ACTION ITEM: Could you repeat the whole listing below exactly, omitting any picture it holds?

EXERCISE DATA:
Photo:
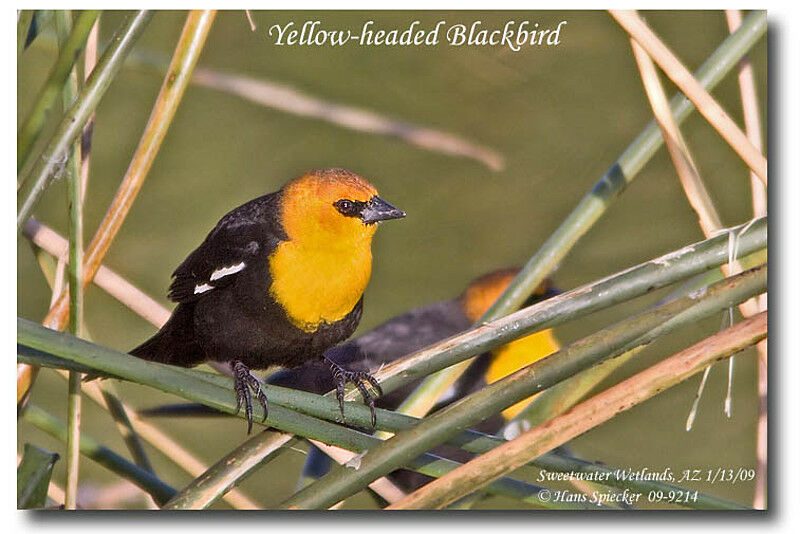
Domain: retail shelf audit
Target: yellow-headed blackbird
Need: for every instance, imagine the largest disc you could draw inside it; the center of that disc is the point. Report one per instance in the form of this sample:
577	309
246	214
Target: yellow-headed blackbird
408	333
278	281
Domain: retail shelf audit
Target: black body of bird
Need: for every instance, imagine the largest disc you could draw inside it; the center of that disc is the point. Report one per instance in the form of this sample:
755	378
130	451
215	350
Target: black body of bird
405	334
278	281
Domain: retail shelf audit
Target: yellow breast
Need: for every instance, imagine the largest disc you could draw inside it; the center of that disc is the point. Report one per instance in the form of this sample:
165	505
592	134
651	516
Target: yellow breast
515	356
318	284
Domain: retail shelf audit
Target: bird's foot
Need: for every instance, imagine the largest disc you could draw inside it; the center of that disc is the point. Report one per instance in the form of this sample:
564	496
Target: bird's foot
243	382
360	379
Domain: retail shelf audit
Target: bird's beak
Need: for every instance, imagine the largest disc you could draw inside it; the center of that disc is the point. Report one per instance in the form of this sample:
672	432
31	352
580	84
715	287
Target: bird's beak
377	210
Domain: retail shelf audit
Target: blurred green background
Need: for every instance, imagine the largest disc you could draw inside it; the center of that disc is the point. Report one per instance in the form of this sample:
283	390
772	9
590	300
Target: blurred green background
560	116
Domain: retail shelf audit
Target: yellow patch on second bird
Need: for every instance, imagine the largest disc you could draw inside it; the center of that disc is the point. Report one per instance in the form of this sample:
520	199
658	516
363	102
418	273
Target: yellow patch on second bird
516	355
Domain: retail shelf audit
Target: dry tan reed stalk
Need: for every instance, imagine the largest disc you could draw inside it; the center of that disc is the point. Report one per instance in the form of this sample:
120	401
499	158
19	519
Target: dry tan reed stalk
752	126
686	82
585	416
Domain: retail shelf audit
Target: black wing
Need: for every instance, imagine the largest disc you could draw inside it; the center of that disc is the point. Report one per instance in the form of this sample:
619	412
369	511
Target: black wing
245	233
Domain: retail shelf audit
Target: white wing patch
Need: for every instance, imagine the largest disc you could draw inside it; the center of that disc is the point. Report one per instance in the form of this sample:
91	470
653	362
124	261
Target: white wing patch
202	288
223	271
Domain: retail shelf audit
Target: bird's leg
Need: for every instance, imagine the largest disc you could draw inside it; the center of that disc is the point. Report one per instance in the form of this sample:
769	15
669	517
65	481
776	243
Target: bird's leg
360	379
243	382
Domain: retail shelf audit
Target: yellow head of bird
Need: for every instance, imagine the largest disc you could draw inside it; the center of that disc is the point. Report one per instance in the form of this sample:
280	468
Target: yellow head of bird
335	207
320	272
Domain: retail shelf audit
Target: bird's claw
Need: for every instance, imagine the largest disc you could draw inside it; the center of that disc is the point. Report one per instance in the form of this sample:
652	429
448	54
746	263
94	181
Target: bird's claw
360	379
243	382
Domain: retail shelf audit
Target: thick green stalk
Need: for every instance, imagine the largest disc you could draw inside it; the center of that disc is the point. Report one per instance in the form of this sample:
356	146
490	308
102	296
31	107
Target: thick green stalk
69	52
231	470
63	23
314	405
587	415
622	286
598	200
126	430
104	456
33	476
561	397
43	346
591	350
50	162
23	25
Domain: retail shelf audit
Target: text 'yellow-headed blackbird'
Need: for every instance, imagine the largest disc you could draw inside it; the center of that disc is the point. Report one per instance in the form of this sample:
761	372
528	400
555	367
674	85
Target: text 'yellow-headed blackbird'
278	281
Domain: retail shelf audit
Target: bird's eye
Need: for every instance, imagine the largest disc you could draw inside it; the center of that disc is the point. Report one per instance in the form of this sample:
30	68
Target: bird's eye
347	207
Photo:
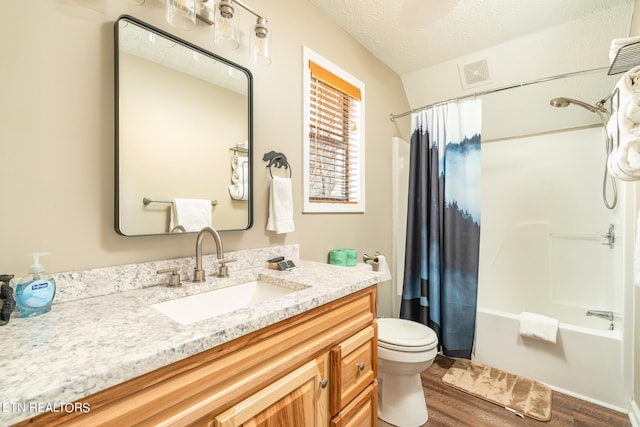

RESPONSE TO THIS TASK:
Photo:
Domain: retail shelf audit
Target: yellow-headed blackbird
Need: for every instance, imagine the largest disc you could draw inside it; the center of that disc is the point. Report one per instance in the form of this sample:
577	309
246	214
Target: yellow-headed blackbird
408	333
278	281
Domain: retail shelf audit
Target: black body of bird
Need: for every instance, imagine the largest disc you could draw inside it; the center of that disc is the point. Report one per instance in the form of this sample:
755	378
130	451
215	350
Target: black body of bird
405	334
278	281
Domain: retail shelf audit
Target: yellow breast
Need: for every instance, imagine the largest disc you could draw inside it; the center of that disc is the point. Report one per instance in the form of this sample:
165	505
592	134
651	516
Target: yellow breast
515	356
318	284
Domain: retail shelf audit
Target: bird's foot
Need: for every instance, imagine the largest disc you could draw inside it; the center of that disc is the point. Report one per instance in the form of this sample:
564	496
Target: bird's foot
243	382
360	379
Domain: retail shelf audit
Target: bird's beak
Need: for every instance, imagine the largest disc you could draw inside it; the center of that disc is the point. Report one per instance in the form of this sample:
672	432
31	352
580	84
715	287
Target: bird's beak
377	210
Domain: retail shelf audit
Target: blurred green background
Need: for every instance, imagine the largest disc you could draw inside it; the center of that disc is the point. Report one per instance in the form of this sample:
283	390
772	9
590	300
Target: blurred green background
560	116
Domain: retail shelf audit
Target: yellow patch on second bird
Need: for every instance, imagine the largest disc you could draw inside it; the center of that disc is the point. Report one per instance in the form of this sample:
520	199
658	516
363	102
418	273
Target: yellow patch on second bird
516	355
Domain: retail shelf audit
Target: dry tan reed stalk
Need: for every instance, imagine the largest disc you could draw inside it; the center of that disc is the point. Report one per instance in the form of this sample:
120	401
499	158
19	519
Target: dry tan reed stalk
752	126
686	82
585	416
Domain: retail shelf audit
Target: black wing
Need: for every instance, imagine the largest disc you could draw inside it; the center of that disc is the point. Report one per instance in the form of this sample:
619	412
369	511
Target: black wing
245	233
Domain: retail shelf audit
Target: white wing patch
Need: for every instance, imagine the largest disc you could draw inside it; the center of that disc is the point. Report one per instance in the form of this sample:
91	470
653	362
124	261
Target: white wing patch
202	288
223	271
Domain: retail shelf audit
Target: bird's leg
Need: for every instance, imagine the largest disc you could draw inside it; the center of that disc is the point. Report one per instance in the form of this sample:
769	15
669	517
65	481
776	243
Target: bird's leg
360	379
243	382
Domain: retail shelf audit
Target: yellow head of bird
Need: for every instance, imagine the largest disc you could draw inside it; the center of that disc is the point. Report one per instance in the form of this sample:
280	468
Target: yellow head of bird
335	207
320	272
Domain: retail shelf audit
Target: bird's claw
Need: for every instance, imagine the largest disc you could draw inside it; the center of that disc is the point. Report one per instance in the form of this sample:
652	429
448	54
746	263
94	181
Target: bird's claw
360	379
243	382
Domain: retail shelf audit
Target: thick green stalk
Need: for every instance, imagine the largest disc you could draw inside it; the center of that disc is the point. Report one per instance in the form of this sample:
356	146
490	308
102	296
31	107
Target: thick green stalk
69	52
231	470
63	23
314	405
587	415
622	286
598	200
126	430
104	456
33	476
561	397
43	346
591	350
50	162
23	25
Domain: retail shelf audit
Target: text 'yellow-headed blackbird'
Need: for every instance, imagine the largest disc you could draw inside it; the center of that disc is the point. Report one per instance in the form of this sample:
761	372
528	400
555	367
674	85
Target: text 'yellow-headed blackbird'
278	281
Domain: retail shelf audit
Target: bird's eye
Need: for every instance, imagine the largest disc you could draw inside it; the center of that disc is the point. Report one per instance in the form of this sample:
30	68
Target: bird's eye
347	207
Photo:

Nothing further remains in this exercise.